**WORK TO COMPLETE**
Without the pictures, set down the records below word for word.

**PROVIDED ENTRIES**

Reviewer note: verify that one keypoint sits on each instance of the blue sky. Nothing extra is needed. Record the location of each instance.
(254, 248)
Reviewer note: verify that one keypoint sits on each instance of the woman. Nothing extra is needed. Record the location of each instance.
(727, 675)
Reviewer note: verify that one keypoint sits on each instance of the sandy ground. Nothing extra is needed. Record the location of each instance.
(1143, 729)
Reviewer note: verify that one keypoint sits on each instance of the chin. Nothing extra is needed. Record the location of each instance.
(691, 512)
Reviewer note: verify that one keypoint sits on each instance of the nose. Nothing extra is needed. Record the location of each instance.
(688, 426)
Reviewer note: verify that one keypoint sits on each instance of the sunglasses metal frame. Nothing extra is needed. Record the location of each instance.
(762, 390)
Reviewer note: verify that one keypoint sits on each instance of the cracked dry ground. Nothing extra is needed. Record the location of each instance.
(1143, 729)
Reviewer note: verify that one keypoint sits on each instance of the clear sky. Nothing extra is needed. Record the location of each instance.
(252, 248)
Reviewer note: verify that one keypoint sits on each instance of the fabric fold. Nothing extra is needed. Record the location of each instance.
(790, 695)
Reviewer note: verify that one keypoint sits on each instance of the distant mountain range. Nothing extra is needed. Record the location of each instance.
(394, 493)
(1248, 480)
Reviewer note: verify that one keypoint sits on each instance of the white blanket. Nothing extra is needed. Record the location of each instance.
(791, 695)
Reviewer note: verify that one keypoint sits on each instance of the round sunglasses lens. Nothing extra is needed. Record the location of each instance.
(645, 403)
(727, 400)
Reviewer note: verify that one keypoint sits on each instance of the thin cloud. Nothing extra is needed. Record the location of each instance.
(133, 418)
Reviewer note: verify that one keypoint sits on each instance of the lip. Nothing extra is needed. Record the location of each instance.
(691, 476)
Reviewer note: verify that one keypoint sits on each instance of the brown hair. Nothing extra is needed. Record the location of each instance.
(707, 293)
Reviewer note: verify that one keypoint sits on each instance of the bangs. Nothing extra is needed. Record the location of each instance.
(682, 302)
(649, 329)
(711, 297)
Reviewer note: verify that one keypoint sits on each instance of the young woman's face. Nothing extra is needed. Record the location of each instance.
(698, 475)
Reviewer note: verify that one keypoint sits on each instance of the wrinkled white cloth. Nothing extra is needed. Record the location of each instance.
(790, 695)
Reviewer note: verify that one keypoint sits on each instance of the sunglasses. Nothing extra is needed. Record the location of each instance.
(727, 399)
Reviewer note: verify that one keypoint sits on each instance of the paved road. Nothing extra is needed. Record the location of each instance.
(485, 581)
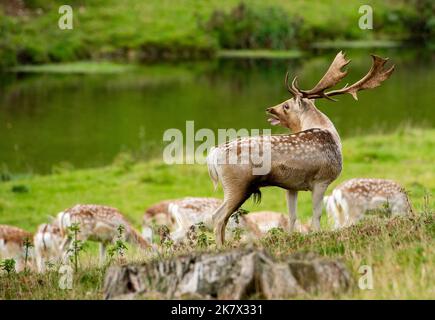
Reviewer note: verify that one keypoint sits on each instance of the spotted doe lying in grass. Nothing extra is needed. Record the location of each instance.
(47, 241)
(352, 199)
(12, 245)
(97, 223)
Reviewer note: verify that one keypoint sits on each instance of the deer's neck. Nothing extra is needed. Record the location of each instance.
(314, 118)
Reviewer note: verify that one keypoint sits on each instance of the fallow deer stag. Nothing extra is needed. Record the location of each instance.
(308, 159)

**REPLY**
Reviewer note: verify that one keypoint sits on each instance of the blue sky. Nothing extra is needed. Record the location of each instance.
(254, 248)
Reviewer note: verify that one keypoint sits on each instance of the woman. Nothing extra is needed. Record the location of each instance.
(727, 675)
Reviewer note: verify that one keypoint sits on each instance of the sandy ground. Nothing extra is needed. Record the location of each instance.
(1143, 729)
Reviewer note: verify that one keypoint sits on each instance of the chin. Nothing extra is needed. Record the location of each instance.
(691, 512)
Reviewer note: verify that one keypoint sits on each instance of the nose. Nothing extra is needed. Record the location of each instance.
(688, 426)
Reviewer note: verify that one keypoint sits on each instance of the sunglasses metal frame. Nothing extra is needed. Record the location of each instance.
(762, 390)
Reviewer note: verify that one keypoint sits on each instance of the cracked dry ground. Nothing extra is needed. Record the location of each instance.
(1143, 729)
Reviewer note: verify that one keypoint sits on each instance of the clear sky. Nothing extra is needed. Record the location of each instance.
(252, 248)
Reviewer note: verify that one keypoint sits on each instance of the fabric fold. Nothing extra is needed. Record the location of each instance.
(790, 695)
Reviewer note: verify that one keypoint sits on each instance of the distant mountain range. Nothing extra is needed. Record the location of each instance.
(394, 493)
(1248, 480)
Reviewer note: verify that one keypoint sits on each instance of the white blanket. Nothing extra is needed. Record the location of each instance.
(791, 695)
Reviewer note: verify that one keypoint sits on each instance of the round sunglasses lens. Nothing extra is needed. Record the location of each instance.
(645, 403)
(727, 400)
Reviewer note: verify that one keypoint sits on each instance of the thin cloud. Nothing extra is needed. Record the location of each instance.
(133, 418)
Reviewer note: verify that one keypoint sits on each instance of the lip. Nothing extra is needed. Record the location of each instance.
(691, 476)
Reviewer note: verify that one keypoint sits on each instance of the brown hair. Nothing extra is needed. Record the location of each instance.
(707, 293)
Reviewer note: verify that one keypoint sits on each instance of the bangs. Nothing extra is needed. Record the location of each instance.
(682, 302)
(649, 329)
(711, 297)
Reviewer note: verify that one keypoint sits on each instance of the young woman's face. Nothing extra is needed. Record the location of each instance.
(698, 475)
Reviewer note: verify that one keypoint sits on each instance of the wrinkled white cloth. Nothing extra is needed. Record the location of each instance.
(790, 695)
Reviewer note: verify that one keypoint sits on each instance of the sunglasses. Nothing extra is needed. Record the location of each instance.
(727, 399)
Reviewer note: verify that one keypoint sits on each instance of the paved road. Nothing extra is needed. Record the location of each instance.
(485, 581)
Reviewer note: verify that one keypoint sits on each instance of the spotted doe lying in grass. Nothing extra is needed. Record the location of each instance.
(47, 241)
(352, 199)
(12, 245)
(97, 223)
Reviewer note: verify that one keypoint sits on each instance of the deer's neck. Nothing extra is needed. Record the location of each instance.
(314, 118)
Reviewer note: verify that one keypoint sits on each instance of the fallow deer stag. Nothing extra is needed. Record the location of each instance.
(308, 159)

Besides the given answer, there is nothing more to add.